(Dataset begins)

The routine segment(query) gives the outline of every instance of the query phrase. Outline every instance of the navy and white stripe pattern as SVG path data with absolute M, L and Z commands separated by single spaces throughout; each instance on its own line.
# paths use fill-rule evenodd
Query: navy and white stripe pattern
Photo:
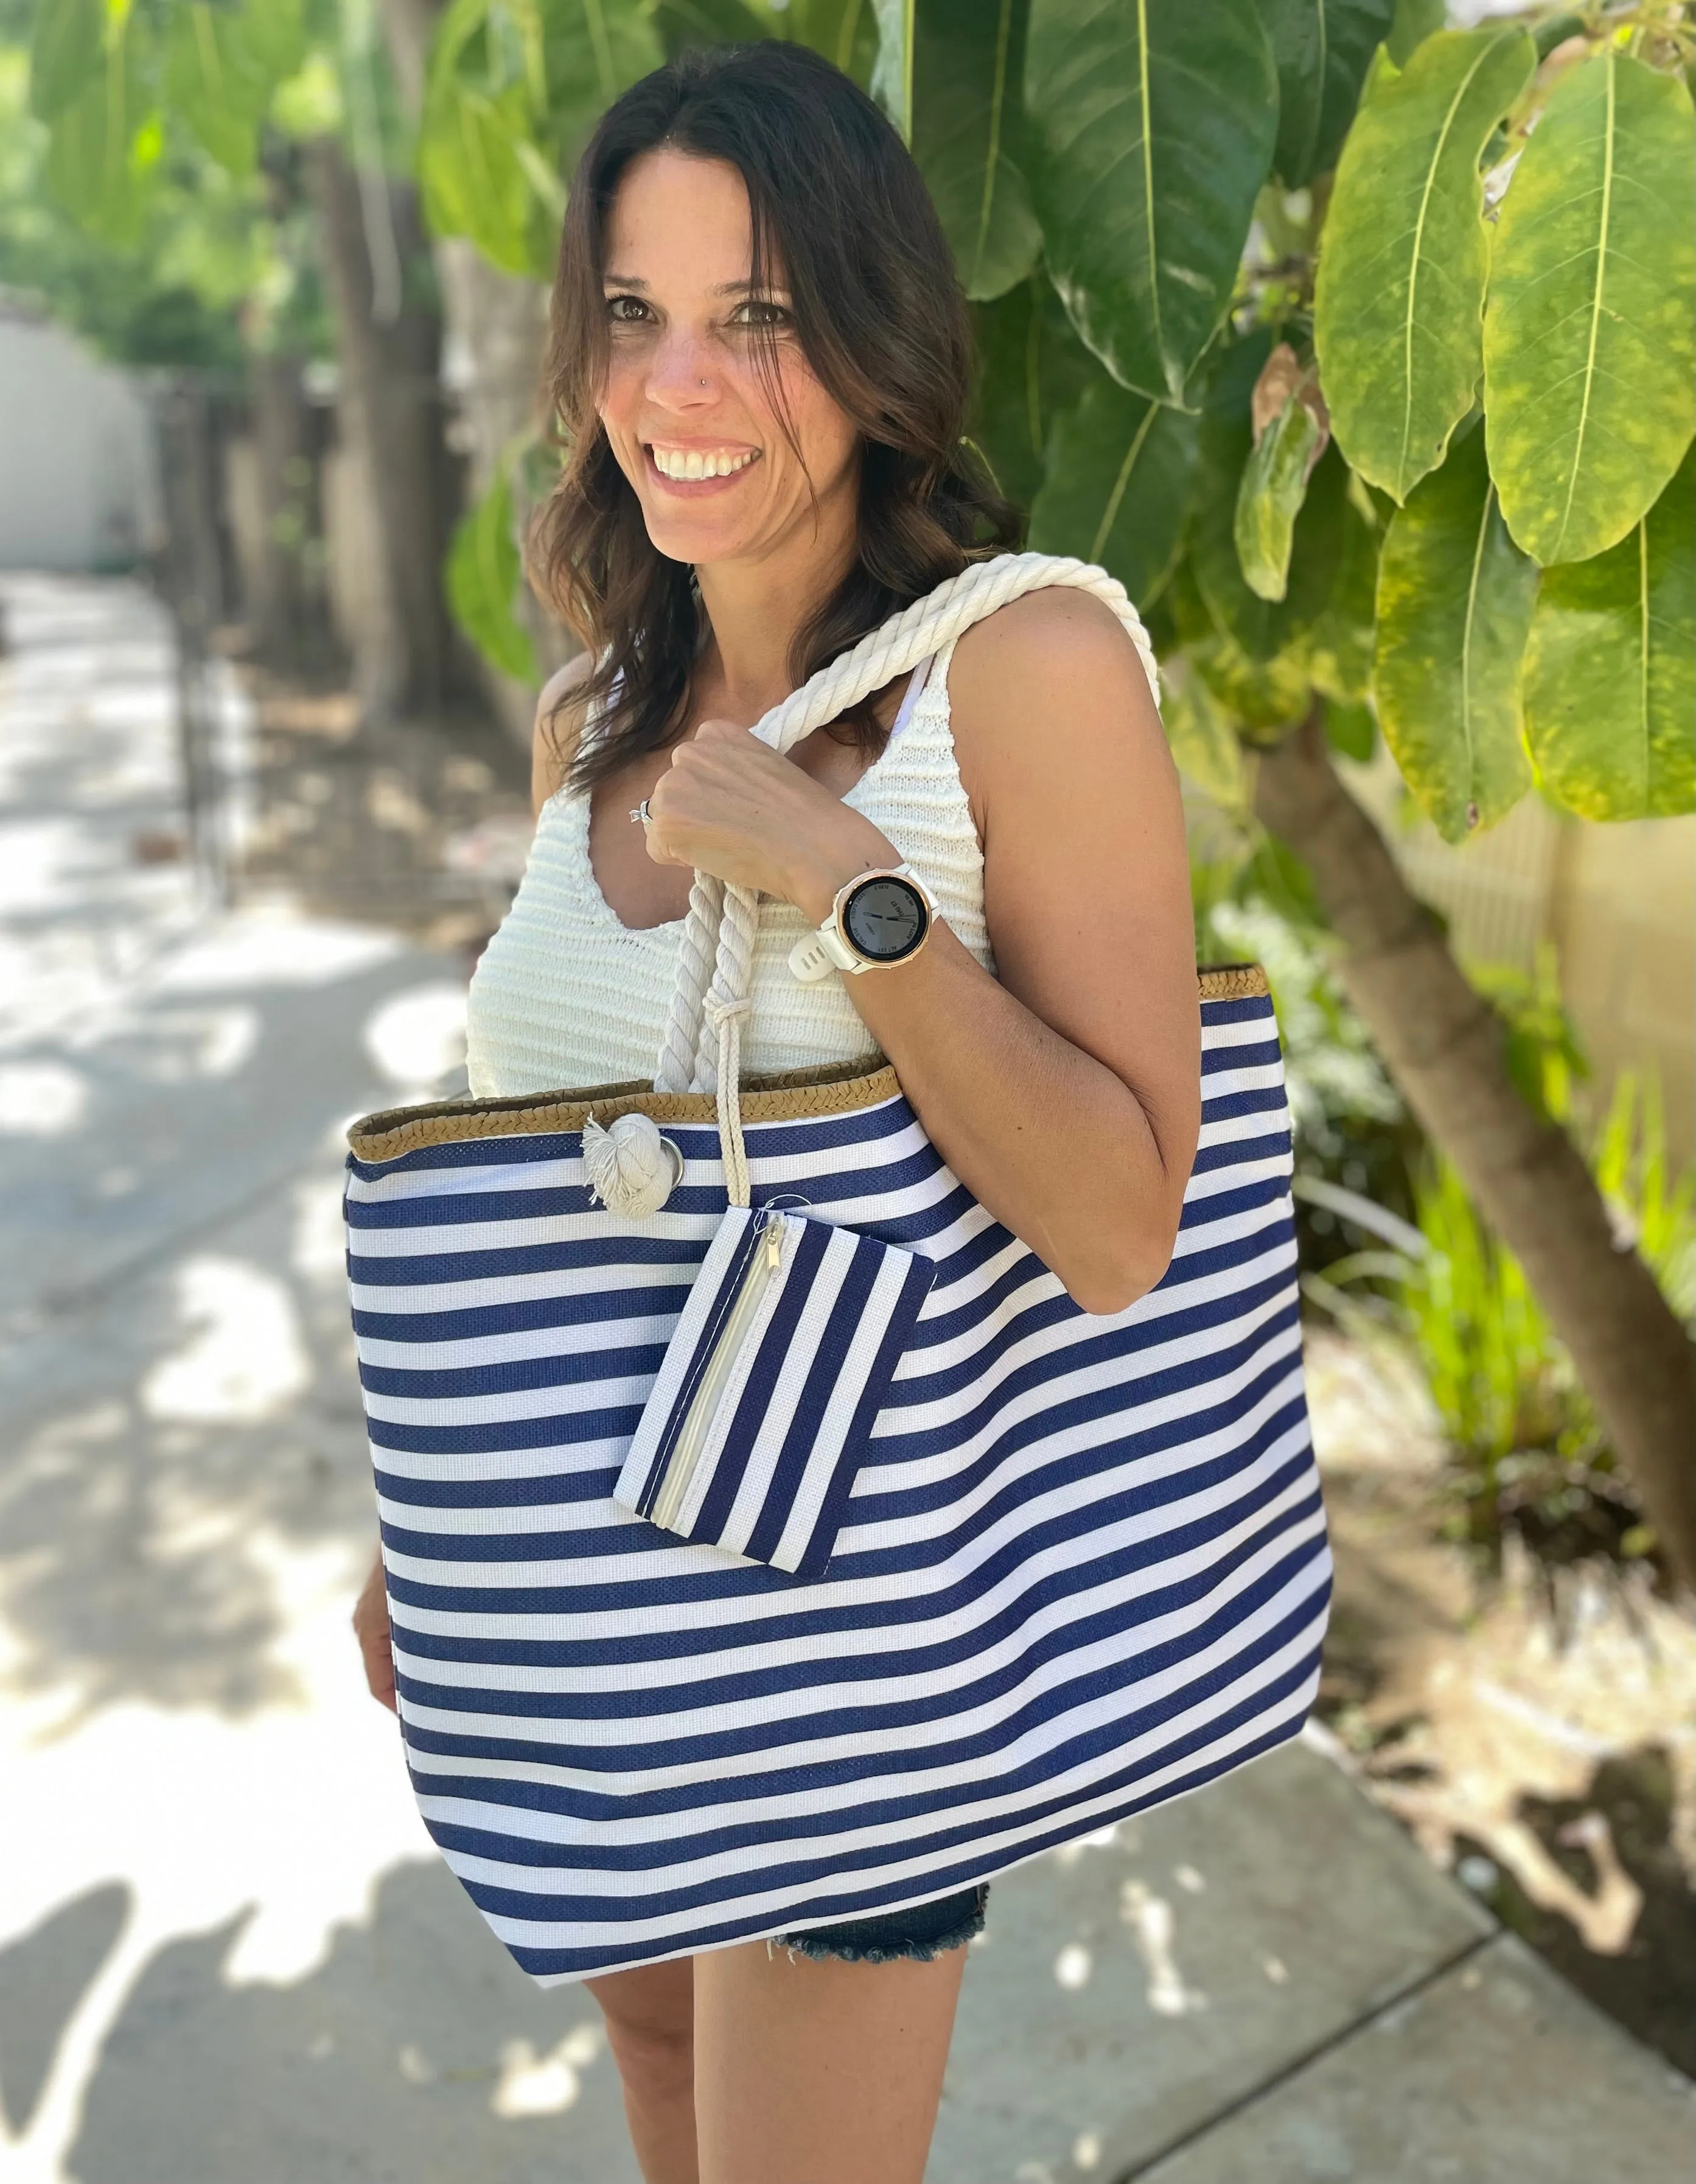
M 1289 1120 L 1264 981 L 1203 996 L 1176 1251 L 1110 1318 L 962 1188 L 888 1072 L 840 1112 L 745 1103 L 756 1207 L 804 1197 L 934 1268 L 810 1584 L 612 1498 L 726 1210 L 710 1123 L 665 1111 L 687 1167 L 646 1221 L 592 1201 L 576 1130 L 355 1131 L 408 1760 L 539 1979 L 946 1895 L 1298 1729 L 1329 1560 Z
M 613 1490 L 656 1505 L 717 1346 L 768 1248 L 777 1271 L 737 1348 L 668 1531 L 821 1577 L 897 1360 L 936 1277 L 931 1261 L 852 1228 L 733 1206 L 713 1239 Z

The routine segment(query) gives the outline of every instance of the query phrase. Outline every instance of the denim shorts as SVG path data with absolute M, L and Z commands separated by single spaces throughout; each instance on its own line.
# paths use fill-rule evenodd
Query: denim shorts
M 809 1926 L 780 1934 L 774 1949 L 792 1949 L 798 1957 L 834 1957 L 844 1964 L 893 1964 L 904 1958 L 927 1964 L 948 1949 L 963 1949 L 983 1931 L 989 1883 L 938 1896 L 929 1903 L 909 1903 L 876 1919 L 844 1919 L 834 1926 Z

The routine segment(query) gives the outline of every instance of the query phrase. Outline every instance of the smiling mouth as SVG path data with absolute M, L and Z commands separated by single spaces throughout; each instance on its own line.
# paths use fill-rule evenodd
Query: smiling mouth
M 759 455 L 758 448 L 661 448 L 648 443 L 648 455 L 663 478 L 693 484 L 705 478 L 734 477 Z

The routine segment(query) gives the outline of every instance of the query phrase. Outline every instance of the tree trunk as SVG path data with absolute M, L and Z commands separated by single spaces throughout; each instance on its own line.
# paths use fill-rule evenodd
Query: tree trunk
M 431 41 L 445 0 L 383 0 L 389 58 L 401 98 L 414 120 L 424 103 Z M 470 488 L 487 489 L 513 443 L 537 423 L 542 410 L 542 361 L 548 341 L 548 292 L 539 281 L 491 265 L 464 236 L 440 236 L 434 244 L 448 333 L 449 391 L 463 427 Z M 531 511 L 519 508 L 520 528 Z M 543 677 L 577 650 L 575 640 L 548 615 L 528 585 L 518 601 L 519 620 L 536 647 Z M 480 662 L 483 682 L 509 733 L 530 748 L 536 693 Z
M 309 147 L 309 173 L 336 321 L 337 423 L 375 518 L 374 605 L 353 633 L 354 688 L 374 715 L 433 713 L 454 679 L 442 588 L 452 481 L 440 321 L 405 277 L 424 247 L 417 198 L 392 180 L 362 182 L 331 137 Z M 392 226 L 393 264 L 381 273 L 367 233 L 372 203 Z
M 471 488 L 487 490 L 513 443 L 533 432 L 542 413 L 542 363 L 548 340 L 548 292 L 535 281 L 503 273 L 464 236 L 436 245 L 443 315 L 453 357 L 452 392 L 470 461 Z M 534 509 L 523 481 L 514 480 L 520 538 Z M 576 640 L 542 608 L 528 584 L 514 612 L 529 632 L 544 678 L 575 654 Z M 503 721 L 526 750 L 536 717 L 536 692 L 483 662 L 484 681 Z
M 322 660 L 327 633 L 310 565 L 322 529 L 312 410 L 297 356 L 252 357 L 247 369 L 261 526 L 247 618 L 261 660 L 299 669 Z
M 1305 863 L 1350 1001 L 1421 1123 L 1519 1259 L 1572 1354 L 1673 1574 L 1696 1580 L 1696 1355 L 1615 1242 L 1566 1133 L 1508 1074 L 1499 1019 L 1332 770 L 1316 720 L 1259 761 L 1260 816 Z

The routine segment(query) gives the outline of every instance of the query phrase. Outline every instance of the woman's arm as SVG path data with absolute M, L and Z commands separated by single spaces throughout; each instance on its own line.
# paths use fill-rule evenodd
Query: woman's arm
M 938 922 L 847 978 L 961 1181 L 1087 1312 L 1165 1271 L 1200 1121 L 1199 1008 L 1176 776 L 1129 639 L 1060 590 L 961 638 L 956 749 L 998 978 Z M 709 722 L 651 800 L 650 850 L 819 923 L 893 845 L 745 730 Z

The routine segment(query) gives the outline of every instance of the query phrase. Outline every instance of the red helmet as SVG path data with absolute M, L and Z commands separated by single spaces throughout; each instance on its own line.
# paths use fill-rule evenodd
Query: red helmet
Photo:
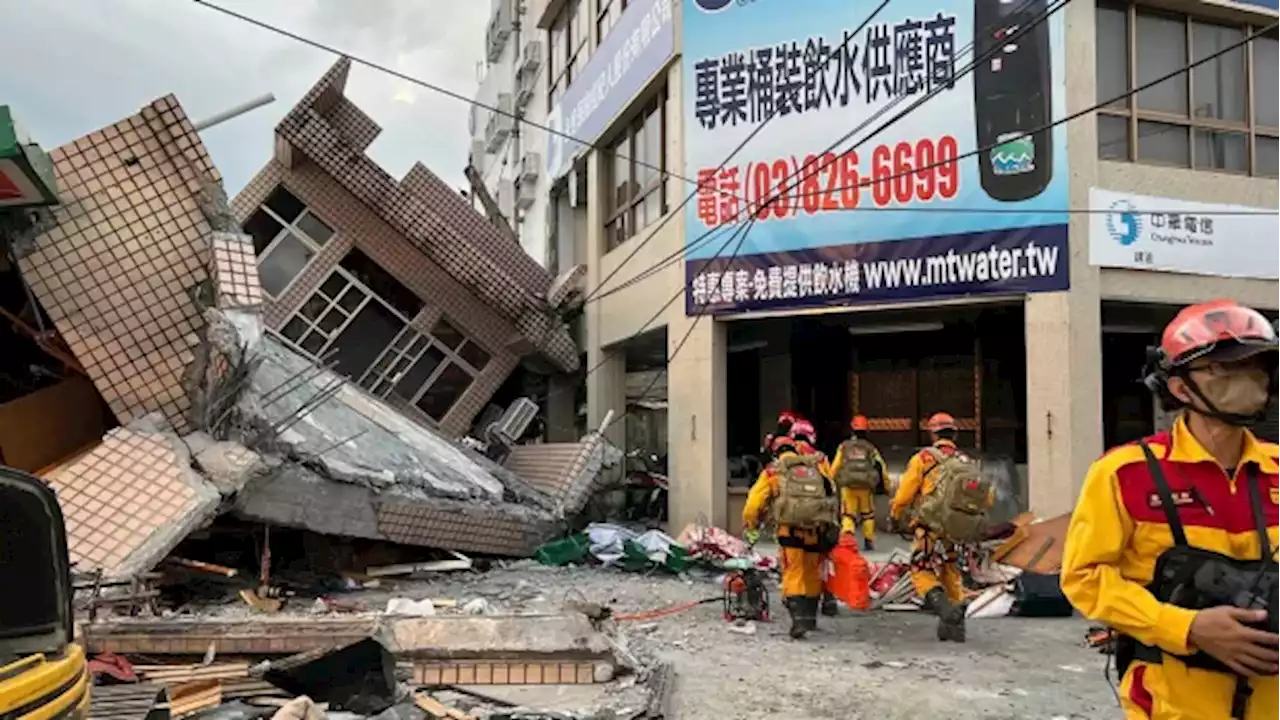
M 938 432 L 939 430 L 956 430 L 956 419 L 948 413 L 937 412 L 929 416 L 929 421 L 925 423 L 925 427 L 929 432 Z
M 1163 370 L 1185 366 L 1213 353 L 1215 359 L 1240 360 L 1276 351 L 1276 329 L 1262 313 L 1235 300 L 1189 305 L 1165 326 L 1160 338 Z
M 769 444 L 769 449 L 774 452 L 779 452 L 783 448 L 791 448 L 794 450 L 795 447 L 796 441 L 790 435 L 779 435 L 773 439 L 772 443 Z
M 866 432 L 871 429 L 871 423 L 867 421 L 866 415 L 854 415 L 849 427 L 858 432 Z
M 805 420 L 804 418 L 797 419 L 791 425 L 791 437 L 797 438 L 800 436 L 804 436 L 810 440 L 815 440 L 818 437 L 817 431 L 813 429 L 813 423 Z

(Dataset ends)

Task goal: Only the text is to be copied: please reproduce the records exactly and drop the pictures.

Response to this exercise:
The routine segment(query) gives the outline of every instance of the query phrase. Outline every instance of the navy and white stripe pattern as SVG path data with absolute M, L and Z commands separated by single spaces throughout; each instance on its own line.
# paths use fill-rule evenodd
Query: navy and white stripe pattern
Photo:
M 1289 1120 L 1264 981 L 1203 996 L 1176 1251 L 1110 1318 L 962 1188 L 888 1072 L 840 1112 L 745 1103 L 756 1207 L 804 1197 L 934 1268 L 810 1584 L 612 1498 L 726 1210 L 710 1123 L 665 1111 L 687 1167 L 646 1221 L 592 1201 L 576 1130 L 355 1131 L 408 1760 L 539 1979 L 946 1895 L 1298 1729 L 1329 1560 Z
M 613 1490 L 656 1505 L 717 1346 L 768 1248 L 777 1271 L 737 1348 L 668 1531 L 821 1577 L 897 1360 L 936 1277 L 931 1261 L 852 1228 L 733 1206 L 713 1239 Z

The routine segment(query) gives the outline of every instance of the query phrase. Outline every instance of the denim shorts as SVG path data with absolute M, L and Z commands separated by single spaces throughout; each instance on its own line.
# paths use fill-rule evenodd
Query: denim shorts
M 809 1926 L 780 1934 L 774 1949 L 792 1949 L 798 1957 L 834 1957 L 844 1964 L 893 1964 L 904 1958 L 927 1964 L 948 1949 L 963 1949 L 983 1931 L 989 1883 L 938 1896 L 929 1903 L 909 1903 L 876 1919 L 844 1919 L 834 1926 Z

The routine segment(query) gives the outline of every instance of the query phrase. Outline every instance of the smiling mouth as SVG path data with absolute M, L and Z commands separated by single spaces throughout; each instance on its own line.
# paths use fill-rule evenodd
Query: smiling mouth
M 759 455 L 758 448 L 661 448 L 648 443 L 648 455 L 663 478 L 693 484 L 705 478 L 734 477 Z

The routine segment(query) gives the outline of every instance of the query phrase. Outline every instance of the tree trunk as SVG path data with absolute M, L and Z commands separated by single spaces throughout; each instance on its own line.
# paths use fill-rule evenodd
Query: tree trunk
M 431 41 L 445 0 L 383 0 L 389 58 L 401 98 L 414 120 L 424 103 Z M 470 488 L 487 489 L 513 443 L 537 423 L 542 410 L 542 361 L 548 341 L 548 292 L 539 281 L 491 265 L 464 236 L 440 236 L 434 244 L 448 333 L 449 391 L 463 427 Z M 531 511 L 519 508 L 520 528 Z M 543 677 L 577 650 L 575 640 L 548 615 L 528 585 L 518 601 L 519 620 L 536 647 Z M 480 662 L 483 682 L 509 733 L 530 748 L 536 693 Z
M 309 147 L 309 173 L 336 321 L 337 423 L 375 518 L 374 605 L 353 633 L 354 688 L 374 715 L 433 713 L 454 679 L 442 588 L 452 481 L 440 321 L 405 277 L 424 247 L 417 198 L 392 180 L 362 182 L 331 137 Z M 392 226 L 393 264 L 381 273 L 367 233 L 372 203 Z
M 471 488 L 487 490 L 513 443 L 533 432 L 542 413 L 542 363 L 548 340 L 548 292 L 535 281 L 503 273 L 464 236 L 436 245 L 443 315 L 453 357 L 452 392 L 470 461 Z M 534 509 L 523 481 L 514 480 L 520 538 Z M 576 640 L 542 608 L 528 584 L 514 612 L 529 632 L 544 678 L 575 654 Z M 503 721 L 526 750 L 536 717 L 536 692 L 483 662 L 484 681 Z
M 322 660 L 327 633 L 310 565 L 322 529 L 312 410 L 297 356 L 252 357 L 247 369 L 261 526 L 247 618 L 261 660 L 299 669 Z
M 1305 863 L 1350 1001 L 1421 1123 L 1519 1259 L 1572 1354 L 1673 1574 L 1696 1580 L 1696 1355 L 1615 1242 L 1566 1133 L 1508 1074 L 1499 1019 L 1332 770 L 1316 720 L 1259 761 L 1260 816 Z

The routine segment(query) gives the outline of every instance of the query phrase. Outline every instance of the woman's arm as SVG path data with absolute M, L and Z commands separated by single spaces throughout; each instance on its own line.
# paths use fill-rule evenodd
Query: woman's arm
M 938 922 L 847 978 L 961 1181 L 1087 1312 L 1165 1271 L 1200 1121 L 1199 1008 L 1176 776 L 1129 639 L 1060 590 L 961 638 L 956 749 L 998 978 Z M 709 722 L 651 800 L 650 850 L 819 923 L 893 845 L 745 730 Z

The routine segment(query) gives the outline of every instance of the query phrase. Outline every instance of the red helmet as SVG path data with absolute M, L and Z commands separated by single spaces throughout; each instance on its own line.
# paths use fill-rule evenodd
Query: red helmet
Photo:
M 938 432 L 939 430 L 956 430 L 956 419 L 948 413 L 937 412 L 929 416 L 929 421 L 925 423 L 925 427 L 929 432 Z
M 1163 370 L 1185 366 L 1213 353 L 1215 359 L 1240 360 L 1276 351 L 1276 329 L 1262 313 L 1235 300 L 1189 305 L 1165 326 L 1160 338 Z
M 769 444 L 769 449 L 774 452 L 779 452 L 783 448 L 791 448 L 794 450 L 795 447 L 796 441 L 790 435 L 779 435 L 773 439 L 772 443 Z
M 866 432 L 871 429 L 871 423 L 867 421 L 866 415 L 854 415 L 849 427 L 858 432 Z
M 805 420 L 804 418 L 797 419 L 791 425 L 791 437 L 797 438 L 800 436 L 804 436 L 810 440 L 815 440 L 818 437 L 817 431 L 813 429 L 813 423 Z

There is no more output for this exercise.